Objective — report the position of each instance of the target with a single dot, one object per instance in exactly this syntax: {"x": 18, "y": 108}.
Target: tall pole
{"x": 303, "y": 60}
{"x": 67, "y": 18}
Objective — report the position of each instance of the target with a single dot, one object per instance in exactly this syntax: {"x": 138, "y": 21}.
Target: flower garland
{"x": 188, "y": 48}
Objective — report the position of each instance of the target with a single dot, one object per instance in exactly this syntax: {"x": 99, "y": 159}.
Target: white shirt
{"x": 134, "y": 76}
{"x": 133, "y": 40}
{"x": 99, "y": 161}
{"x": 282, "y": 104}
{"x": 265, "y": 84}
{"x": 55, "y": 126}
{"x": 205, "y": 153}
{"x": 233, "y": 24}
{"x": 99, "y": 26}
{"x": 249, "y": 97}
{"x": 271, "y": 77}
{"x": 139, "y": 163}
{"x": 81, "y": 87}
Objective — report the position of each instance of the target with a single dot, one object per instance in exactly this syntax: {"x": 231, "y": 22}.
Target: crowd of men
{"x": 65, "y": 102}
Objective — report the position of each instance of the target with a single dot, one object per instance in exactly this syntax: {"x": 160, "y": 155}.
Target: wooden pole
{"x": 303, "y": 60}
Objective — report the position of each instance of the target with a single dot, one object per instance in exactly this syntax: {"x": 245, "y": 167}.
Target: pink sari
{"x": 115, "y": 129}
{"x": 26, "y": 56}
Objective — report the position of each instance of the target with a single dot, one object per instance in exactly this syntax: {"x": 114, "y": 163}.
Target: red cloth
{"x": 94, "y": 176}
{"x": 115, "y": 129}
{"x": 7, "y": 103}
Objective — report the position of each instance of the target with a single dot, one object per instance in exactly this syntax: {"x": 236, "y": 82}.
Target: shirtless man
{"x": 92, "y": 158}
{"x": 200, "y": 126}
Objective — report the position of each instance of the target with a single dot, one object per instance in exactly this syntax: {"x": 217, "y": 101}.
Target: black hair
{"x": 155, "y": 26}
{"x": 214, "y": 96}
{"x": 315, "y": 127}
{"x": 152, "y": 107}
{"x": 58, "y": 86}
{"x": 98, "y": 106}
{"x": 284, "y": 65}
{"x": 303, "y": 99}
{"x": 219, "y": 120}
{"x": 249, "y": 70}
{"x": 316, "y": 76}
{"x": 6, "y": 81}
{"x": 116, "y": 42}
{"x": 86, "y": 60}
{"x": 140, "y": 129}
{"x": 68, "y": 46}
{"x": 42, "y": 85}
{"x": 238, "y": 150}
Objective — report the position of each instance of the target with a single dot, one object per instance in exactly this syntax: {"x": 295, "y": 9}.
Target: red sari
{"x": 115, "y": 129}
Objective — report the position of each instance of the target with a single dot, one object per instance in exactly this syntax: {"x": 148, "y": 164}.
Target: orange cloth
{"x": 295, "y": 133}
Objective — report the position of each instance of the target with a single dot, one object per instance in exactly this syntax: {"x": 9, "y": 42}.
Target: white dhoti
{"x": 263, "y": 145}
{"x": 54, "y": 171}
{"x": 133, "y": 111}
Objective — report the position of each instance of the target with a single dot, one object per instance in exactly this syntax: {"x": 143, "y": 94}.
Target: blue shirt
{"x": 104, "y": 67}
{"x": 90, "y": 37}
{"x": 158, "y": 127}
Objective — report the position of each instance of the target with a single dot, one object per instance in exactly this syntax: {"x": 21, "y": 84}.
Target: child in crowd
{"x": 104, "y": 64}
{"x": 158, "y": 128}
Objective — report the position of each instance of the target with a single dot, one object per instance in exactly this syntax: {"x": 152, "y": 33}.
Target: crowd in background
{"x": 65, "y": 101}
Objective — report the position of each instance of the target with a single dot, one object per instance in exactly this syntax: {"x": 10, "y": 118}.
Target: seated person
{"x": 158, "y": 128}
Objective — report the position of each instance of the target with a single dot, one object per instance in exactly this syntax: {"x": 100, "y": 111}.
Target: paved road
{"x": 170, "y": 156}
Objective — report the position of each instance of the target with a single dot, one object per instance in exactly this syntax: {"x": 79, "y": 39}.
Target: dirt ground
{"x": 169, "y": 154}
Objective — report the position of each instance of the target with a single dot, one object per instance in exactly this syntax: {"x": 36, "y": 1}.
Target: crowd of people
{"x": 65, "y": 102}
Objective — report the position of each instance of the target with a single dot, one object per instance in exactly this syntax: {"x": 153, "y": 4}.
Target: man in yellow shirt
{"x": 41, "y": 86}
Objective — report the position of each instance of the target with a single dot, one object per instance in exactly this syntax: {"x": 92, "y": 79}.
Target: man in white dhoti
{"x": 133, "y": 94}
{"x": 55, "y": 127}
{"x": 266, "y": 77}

● ● ● ● ● ● ●

Problem: Please repeat the material above, word for word and in full.

Worked solution:
Objective — report the position of each instance of the target with a single dot, one object per instance in exactly this syntax: {"x": 18, "y": 108}.
Target: tall pole
{"x": 303, "y": 60}
{"x": 67, "y": 18}
Objective — report the position of each instance of the target with a single dot, one object per instance in exactly this syntax: {"x": 138, "y": 21}.
Target: flower garland
{"x": 188, "y": 48}
Objective — report the position of each instance of the target with a single dot, one object per instance in exactly this syntax: {"x": 99, "y": 159}.
Target: white shirt
{"x": 134, "y": 76}
{"x": 133, "y": 40}
{"x": 99, "y": 161}
{"x": 282, "y": 104}
{"x": 265, "y": 84}
{"x": 55, "y": 126}
{"x": 205, "y": 153}
{"x": 233, "y": 24}
{"x": 99, "y": 26}
{"x": 249, "y": 97}
{"x": 271, "y": 77}
{"x": 139, "y": 163}
{"x": 81, "y": 87}
Objective — report the position of each instance of the target with a single dot, one object per instance in exactly this syntax: {"x": 231, "y": 22}.
Target: crowd of men
{"x": 65, "y": 102}
Objective — report the position of each instance of the target with a single dot, one object per instance in exactly this syntax: {"x": 160, "y": 155}.
Target: wooden pole
{"x": 303, "y": 60}
Objective — report the position of each instance of the target with a single dot, one object per instance in exactly this syntax: {"x": 245, "y": 167}.
Target: pink sari
{"x": 115, "y": 129}
{"x": 26, "y": 56}
Objective — report the position of each instance of the target with a single dot, one object per instance in exactly this syntax: {"x": 114, "y": 163}.
Target: red cloth
{"x": 94, "y": 176}
{"x": 115, "y": 129}
{"x": 7, "y": 103}
Objective — report the position of each instance of the target with a single dot, one object per instance in exactly this syntax: {"x": 236, "y": 82}.
Target: shirtless man
{"x": 92, "y": 158}
{"x": 200, "y": 126}
Objective — report the position of each instance of the target with a single dot, one object per instance in exactly this syntax: {"x": 217, "y": 101}.
Target: black hair
{"x": 155, "y": 26}
{"x": 214, "y": 96}
{"x": 315, "y": 127}
{"x": 152, "y": 107}
{"x": 58, "y": 86}
{"x": 98, "y": 106}
{"x": 284, "y": 65}
{"x": 303, "y": 99}
{"x": 219, "y": 120}
{"x": 249, "y": 70}
{"x": 316, "y": 76}
{"x": 6, "y": 81}
{"x": 116, "y": 42}
{"x": 86, "y": 60}
{"x": 140, "y": 129}
{"x": 68, "y": 46}
{"x": 42, "y": 85}
{"x": 238, "y": 150}
Objective — report the position of each instance of the target with a single dot, one object per instance in exactly this syntax: {"x": 295, "y": 9}.
Target: red sari
{"x": 115, "y": 129}
Objective — report the position of each instance of the target with a single dot, one object per instance in exactly this syntax: {"x": 148, "y": 164}.
Target: orange cloth
{"x": 295, "y": 133}
Objective — report the position of each instance of the target with a single dot, one object per instance in exactly this syntax: {"x": 9, "y": 42}.
Target: white dhoti
{"x": 263, "y": 145}
{"x": 54, "y": 171}
{"x": 133, "y": 111}
Objective — report the position of each instance of the target with a single dot, one object per instance in exactly this syntax: {"x": 143, "y": 94}.
Target: blue shirt
{"x": 104, "y": 67}
{"x": 90, "y": 37}
{"x": 158, "y": 127}
Objective — report the position of each instance of the target with a single dot, one object per instance in exactly this syntax: {"x": 21, "y": 84}.
Target: child in crowd
{"x": 104, "y": 64}
{"x": 158, "y": 128}
Objective — report the position of each instance of the target with a single dot, one object per instance in exactly this syntax: {"x": 152, "y": 33}.
Target: crowd in background
{"x": 65, "y": 101}
Objective — report the position of each instance of the target with a single dot, one object per instance in exactly this syntax: {"x": 10, "y": 118}.
Target: seated person
{"x": 158, "y": 128}
Objective — report the position of each instance of the target with a single dot, one object per instance in exactly this syntax: {"x": 100, "y": 111}.
Target: paved road
{"x": 170, "y": 156}
Objective — report the position of each instance of the target with a single dot, one object per instance in exactly this syntax: {"x": 79, "y": 39}.
Target: dirt ground
{"x": 169, "y": 154}
Objective — report the position of each instance of the target with a single dot, one object per instance in exactly this syntax: {"x": 36, "y": 1}.
Target: crowd of people
{"x": 65, "y": 102}
Objective — report the position of each instance of the target with a single dot, one object per instance in exactly this syntax: {"x": 153, "y": 4}.
Target: man in yellow shirt
{"x": 41, "y": 86}
Objective — report the position of each instance of the target with a single dot, one object per instance in exactly this syntax: {"x": 92, "y": 79}.
Target: man in white dhoti
{"x": 133, "y": 94}
{"x": 55, "y": 127}
{"x": 266, "y": 77}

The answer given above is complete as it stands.